------ Material to process ------

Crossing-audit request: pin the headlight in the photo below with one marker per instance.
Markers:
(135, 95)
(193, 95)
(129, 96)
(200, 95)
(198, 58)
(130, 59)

------

◆ Problem to work on ◆
In full and without error, restate the data.

◆ Answer for the task ◆
Crossing-audit request: pin the headlight in the photo below with one marker per instance.
Markers:
(135, 95)
(193, 95)
(129, 96)
(200, 95)
(198, 58)
(130, 59)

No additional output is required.